- Atividades:
a) Responda, com base no excerto sobre a diabetes e a Covid-19, às seguintes perguntas:
(i) Quantas pessoas com diabetes se estima que terão ficado por diagnosticar?
(ii) Quão superior ao da população em geral é o risco de morte das pessoas com diabetes infetadas por coronavírus?
(iii) Segundo os estudos e as evidências científicas, o que é fundamental para prevenir o agravamento das complicações da Covid-19?
b) Extraia do excerto sobre a diabetes e a Covid-19, sem qualquer alteração, a passagem que abre com as palavras que contêm "Durante o confinamento, foram" e fecha com "complicações da Covid-19.".

- Excerto de origem:
Necessidade de apoio continuado – Antecipando as medidas de confinamento em todo o país e as restrições de movimento, mesmo quando a pandemia da Covid-19 ainda estava num estágio inicial em Portugal, a APDP rapidamente reorganizou os seus serviços para garantir que o acompanhamento às pessoas com diabetes não fosse interrompido. Implementou-se um sistema de teleconsultas e criou-se uma linha de atendimento telefónico para prestar aconselhamento especializado a todas as pessoas com diabetes, sem nunca descurar o atendimento presencial a primeiras consultas de diabetes ou consultas da especialidade de oftalmologia e tratamentos de pé diabético. Mas com o país parado, estima-se que entre 10 a 20 mil pessoas com diabetes terão ficado por diagnosticar. A Covid-19 veio destabilizar todos os níveis de cuidados e o apoio continuado que as doenças crónicas exigem. Houve consultas e tratamentos adiados que podem vir a ter desfechos dramáticos num futuro próximo.
Durante o confinamento, foram aparecendo evidências científicas que chegaram de países em estádios mais avançados, confirmando que as pessoas com diabetes são, de facto, uma população de risco, mais vulnerável ao desenvolvimento de complicações graves com a infeção por coronavírus e com um risco de morte três vezes superior ao da população em geral. Por outro lado, os estudos e as evidências científicas também nos demonstraram como um bom controlo da diabetes é fundamental para prevenir o agravamento das complicações da Covid-19.

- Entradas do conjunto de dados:
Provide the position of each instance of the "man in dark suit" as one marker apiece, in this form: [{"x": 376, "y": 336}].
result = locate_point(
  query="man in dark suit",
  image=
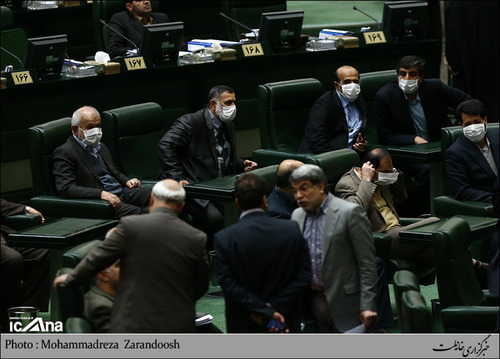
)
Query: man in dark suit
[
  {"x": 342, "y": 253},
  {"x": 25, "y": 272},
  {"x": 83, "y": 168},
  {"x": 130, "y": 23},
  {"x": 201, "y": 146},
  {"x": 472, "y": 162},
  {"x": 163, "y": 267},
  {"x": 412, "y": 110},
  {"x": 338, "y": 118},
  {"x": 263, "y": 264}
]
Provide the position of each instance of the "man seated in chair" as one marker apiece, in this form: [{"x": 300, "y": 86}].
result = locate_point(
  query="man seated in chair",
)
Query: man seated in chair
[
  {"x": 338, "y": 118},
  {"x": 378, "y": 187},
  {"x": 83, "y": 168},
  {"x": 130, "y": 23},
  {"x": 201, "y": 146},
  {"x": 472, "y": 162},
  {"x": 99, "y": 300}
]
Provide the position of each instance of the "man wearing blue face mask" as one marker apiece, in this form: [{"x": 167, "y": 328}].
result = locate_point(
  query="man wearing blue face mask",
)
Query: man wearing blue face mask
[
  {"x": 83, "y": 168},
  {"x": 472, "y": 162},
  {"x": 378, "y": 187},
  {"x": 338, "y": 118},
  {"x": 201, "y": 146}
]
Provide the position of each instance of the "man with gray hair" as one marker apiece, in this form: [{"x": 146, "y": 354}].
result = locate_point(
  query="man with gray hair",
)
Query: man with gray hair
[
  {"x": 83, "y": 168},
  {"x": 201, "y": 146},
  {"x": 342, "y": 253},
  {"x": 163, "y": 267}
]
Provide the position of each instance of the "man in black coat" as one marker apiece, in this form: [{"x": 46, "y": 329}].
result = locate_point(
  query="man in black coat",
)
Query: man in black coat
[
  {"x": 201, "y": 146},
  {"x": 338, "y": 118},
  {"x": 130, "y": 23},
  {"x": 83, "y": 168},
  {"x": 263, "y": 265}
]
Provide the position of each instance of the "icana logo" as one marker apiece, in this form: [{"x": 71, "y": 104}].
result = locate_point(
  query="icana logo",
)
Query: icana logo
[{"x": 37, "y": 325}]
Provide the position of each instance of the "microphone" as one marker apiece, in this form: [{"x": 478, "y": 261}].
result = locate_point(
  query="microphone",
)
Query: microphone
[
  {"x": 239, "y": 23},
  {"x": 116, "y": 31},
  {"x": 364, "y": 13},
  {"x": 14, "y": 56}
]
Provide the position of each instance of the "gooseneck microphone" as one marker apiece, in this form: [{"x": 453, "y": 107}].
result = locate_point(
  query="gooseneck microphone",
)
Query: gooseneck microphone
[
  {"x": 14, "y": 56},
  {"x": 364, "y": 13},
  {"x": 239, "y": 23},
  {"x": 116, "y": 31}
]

- Respostas:
a)
(i) Entre 10 a 20 mil pessoas.
(ii) Três vezes superior.
(iii) Um bom controlo da diabetes.

b)
Durante o confinamento, foram aparecendo evidências científicas que chegaram de países em estádios mais avançados, confirmando que as pessoas com diabetes são, de facto, uma população de risco, mais vulnerável ao desenvolvimento de complicações graves com a infeção por coronavírus e com um risco de morte três vezes superior ao da população em geral. Por outro lado, os estudos e as evidências científicas também nos demonstraram como um bom controlo da diabetes é fundamental para prevenir o agravamento das complicações da Covid-19.